One embodiment of the present invention involves obtaining nucleic acid, e.g. DNA, from a blood sample of a subject, and assaying the DNA to determine the individuals' genotype of one or a combination of the marker genes associated with interventional VLC diet response. Other sampling procedures include but are not limited to buccal swabs, saliva, or hair root. In a preferred embodiment, genotyping is performed using a gene array methodology, which can be readily and reliably employed in the screening and evaluation methods according to this invention. A number of gene arrays are commercially available for use by the practitioner, including, but not limited to, static (e.g. photolithographically set), suspended (e.g. soluble arrays), and self assembling (e.g. matrix ordered and deconvoluted). More specifically, the nucleic acid array analysis allows the establishment of a pattern of gene expression variability from multiple genes and facilitates an understanding of the complex interactions that are elicited in an individual in response to diet.
In a specific embodiment, the array consists of several hundred genes and is capable of genotyping hundreds of DNA polymorphisms simultaneously. Candidate genes for use in the arrays of the present invention are identified by various means including, but not limited to, pre-existing clinical databases and DNA repositories, review of the literature, and consultation with clinicians, differential gene expression models, physiological pathways in metabolism, cholesterol and lipid homeostasis, and from previously discovered genetic associations. In a preferred embodiment, the candidate genes are selected from those shown in Table 2.
Each of the foregoing genes, and combinations thereof, are expected to provide useful markers in the practice of the invention. The gene array includes all of the novel marker genes, or a subset of the genes, or unique nucleic acid portions of these genes. The gene array of the invention is useful in discovering new genetic markers of dietary response.
The specific marker will be selected from variants of these genes, or other genes determined to be associated with dietary response. As used herein, the term “variant” refers to mutations, polymorphisms, and insertions and deletions in the nucleic acid sequence of the “wild type” or “normal” gene. Preferred variants in accordance with the invention are single nucleotide polymorphisms (SNPs) which refers to a gene variant differing in the identity of one nucleotide pair from the normal gene. The following table identifies the most promising SNPS, ranked based on the selection criteria of p ≧0.05, for the physiological responses of total cholesterol change (TC), LDL change, HDL change, triglyceride change (TG), log(TG), change in the ratio TC/HDL, change in body mass (BM), change in fat mass (FMS), change in lean body mass (LBM), change in percent fat (PCT), and change in body mass index (BMI).
The SNPs and genes in Table 3 are provided in the nomenclature adopted by the National Center for Biotechnology Information (NCBI) of the National Institute of Health. The sequence data for the SNPs and genes listed in Table 3 is know in the art and is readily available from the NCBI dbSNP and OMIM databases. The coefficients are for the single SNPs and explain the residual change in the indicated response after covariates.

*Records shown*.

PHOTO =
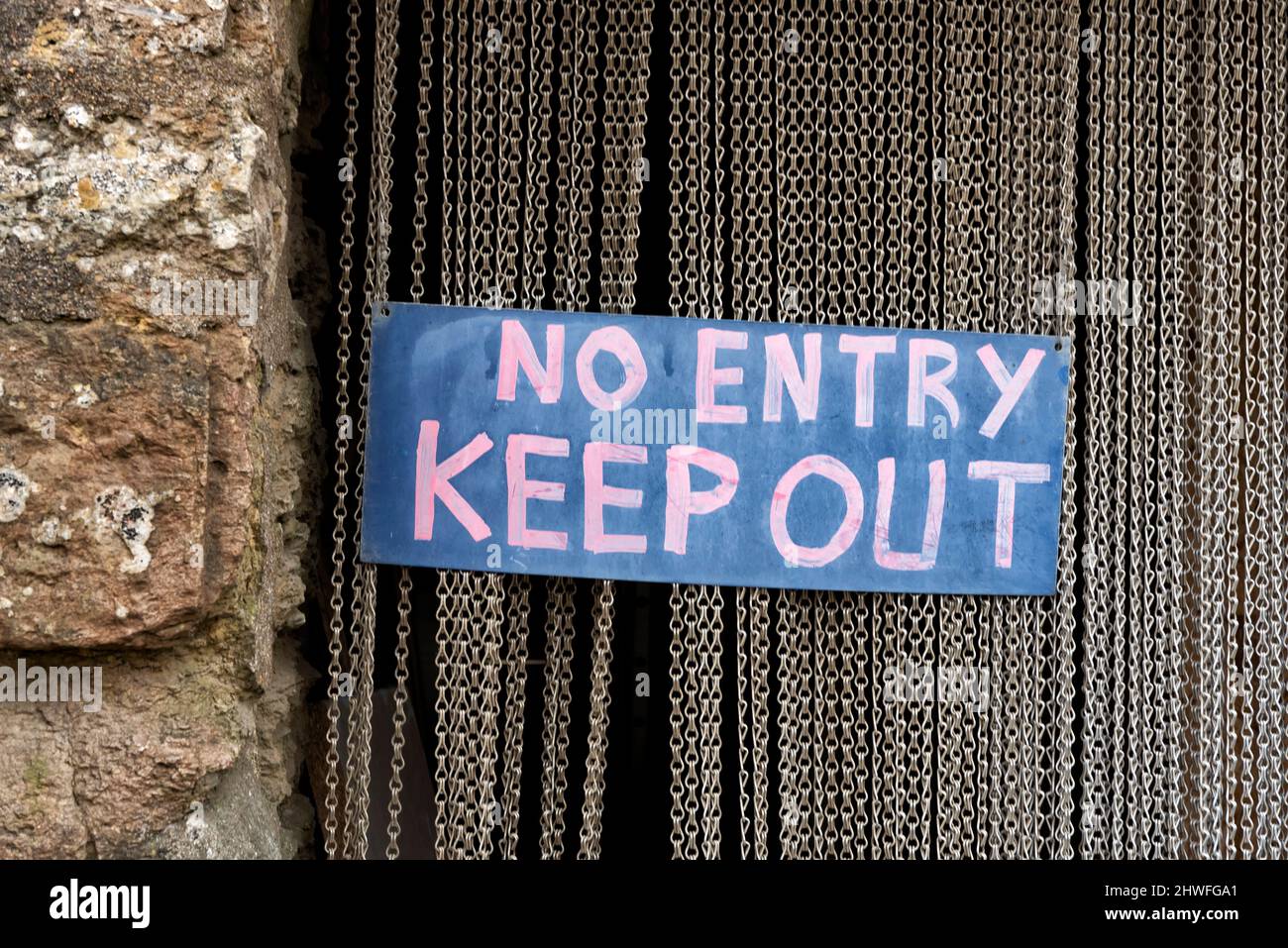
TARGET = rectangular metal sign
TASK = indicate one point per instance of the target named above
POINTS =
(742, 454)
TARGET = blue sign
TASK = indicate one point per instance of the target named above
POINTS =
(742, 454)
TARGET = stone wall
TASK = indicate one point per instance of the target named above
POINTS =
(158, 462)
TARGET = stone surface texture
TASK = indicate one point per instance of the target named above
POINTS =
(158, 459)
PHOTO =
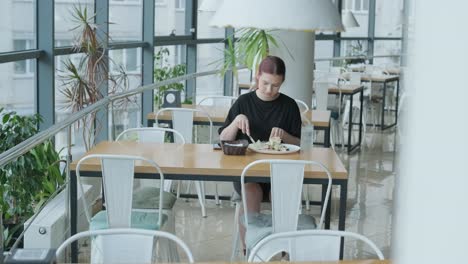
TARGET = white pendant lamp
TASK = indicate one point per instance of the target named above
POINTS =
(210, 5)
(298, 15)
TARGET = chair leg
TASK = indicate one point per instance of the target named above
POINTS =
(217, 201)
(201, 196)
(235, 233)
(178, 189)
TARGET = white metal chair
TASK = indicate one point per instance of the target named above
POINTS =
(125, 245)
(182, 121)
(218, 100)
(303, 107)
(147, 197)
(306, 245)
(287, 178)
(117, 176)
(151, 134)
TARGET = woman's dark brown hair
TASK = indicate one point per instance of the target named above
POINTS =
(272, 65)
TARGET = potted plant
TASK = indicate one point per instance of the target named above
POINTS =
(27, 182)
(82, 81)
(250, 47)
(164, 71)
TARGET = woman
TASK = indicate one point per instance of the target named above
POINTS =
(262, 114)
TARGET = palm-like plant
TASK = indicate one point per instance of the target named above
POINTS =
(82, 81)
(249, 49)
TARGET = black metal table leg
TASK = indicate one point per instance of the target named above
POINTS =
(342, 216)
(328, 211)
(383, 106)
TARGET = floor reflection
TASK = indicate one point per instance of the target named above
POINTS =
(369, 207)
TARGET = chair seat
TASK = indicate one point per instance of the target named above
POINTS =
(148, 198)
(142, 220)
(260, 226)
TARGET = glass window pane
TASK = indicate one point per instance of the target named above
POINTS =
(388, 19)
(18, 87)
(357, 5)
(361, 13)
(18, 25)
(126, 76)
(169, 62)
(387, 47)
(125, 27)
(65, 21)
(207, 56)
(170, 18)
(204, 29)
(323, 50)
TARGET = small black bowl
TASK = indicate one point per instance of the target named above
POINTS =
(234, 147)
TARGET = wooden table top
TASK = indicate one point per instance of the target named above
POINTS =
(356, 261)
(218, 115)
(201, 159)
(346, 89)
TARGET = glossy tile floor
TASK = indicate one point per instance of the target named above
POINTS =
(369, 207)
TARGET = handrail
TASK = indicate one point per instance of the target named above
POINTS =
(40, 137)
(37, 139)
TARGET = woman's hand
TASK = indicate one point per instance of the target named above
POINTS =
(285, 136)
(242, 123)
(277, 132)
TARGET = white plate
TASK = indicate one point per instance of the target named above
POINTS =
(291, 149)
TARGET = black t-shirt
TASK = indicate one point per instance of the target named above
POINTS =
(282, 112)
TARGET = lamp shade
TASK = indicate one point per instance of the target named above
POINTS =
(210, 5)
(349, 21)
(300, 15)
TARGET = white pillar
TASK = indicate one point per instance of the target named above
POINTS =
(431, 212)
(299, 67)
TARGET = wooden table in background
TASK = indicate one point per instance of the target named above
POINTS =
(356, 261)
(385, 79)
(218, 114)
(200, 162)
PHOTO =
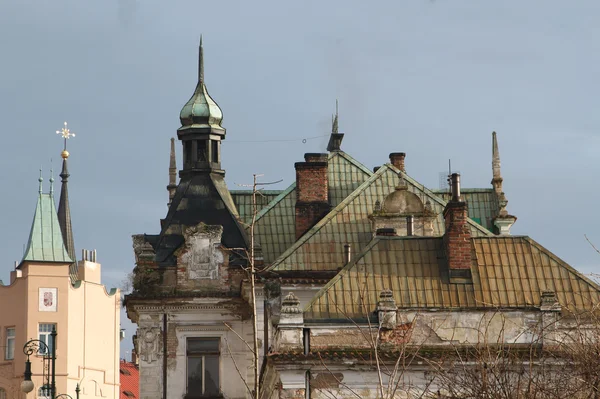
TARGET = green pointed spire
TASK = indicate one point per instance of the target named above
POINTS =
(45, 239)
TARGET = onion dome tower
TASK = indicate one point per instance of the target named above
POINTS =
(201, 195)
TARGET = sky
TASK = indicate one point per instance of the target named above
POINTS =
(432, 78)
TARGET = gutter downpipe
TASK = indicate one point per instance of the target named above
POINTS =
(165, 355)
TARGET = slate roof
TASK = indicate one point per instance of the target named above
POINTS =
(45, 239)
(322, 247)
(507, 272)
(275, 227)
(200, 197)
(243, 201)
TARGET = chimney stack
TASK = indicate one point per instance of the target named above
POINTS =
(312, 191)
(397, 159)
(457, 238)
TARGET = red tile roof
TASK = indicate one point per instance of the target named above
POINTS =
(130, 380)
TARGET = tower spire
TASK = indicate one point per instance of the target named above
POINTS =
(335, 140)
(200, 62)
(503, 221)
(172, 172)
(64, 210)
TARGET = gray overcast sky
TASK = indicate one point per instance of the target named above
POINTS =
(431, 78)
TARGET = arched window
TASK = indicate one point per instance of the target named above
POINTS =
(44, 392)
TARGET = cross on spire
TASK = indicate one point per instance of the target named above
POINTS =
(66, 134)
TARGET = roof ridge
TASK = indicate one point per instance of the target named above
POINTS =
(439, 200)
(342, 272)
(275, 201)
(558, 260)
(372, 179)
(356, 163)
(313, 230)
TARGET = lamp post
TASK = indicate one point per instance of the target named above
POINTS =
(37, 346)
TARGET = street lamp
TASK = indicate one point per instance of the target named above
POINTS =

*Explore the material*.
a) Reproduce the genotyping text between "The SNPs and genes in" and "response after covariates.", inclusive.
b) Which databases does the genotyping text name as sources for the sequence data of the SNPs and genes listed in Table 3?
The data have no connection to the genotyping text.

*Replies*.
a)
The SNPs and genes in Table 3 are provided in the nomenclature adopted by the National Center for Biotechnology Information (NCBI) of the National Institute of Health. The sequence data for the SNPs and genes listed in Table 3 is know in the art and is readily available from the NCBI dbSNP and OMIM databases. The coefficients are for the single SNPs and explain the residual change in the indicated response after covariates.

b) The NCBI dbSNP and OMIM databases.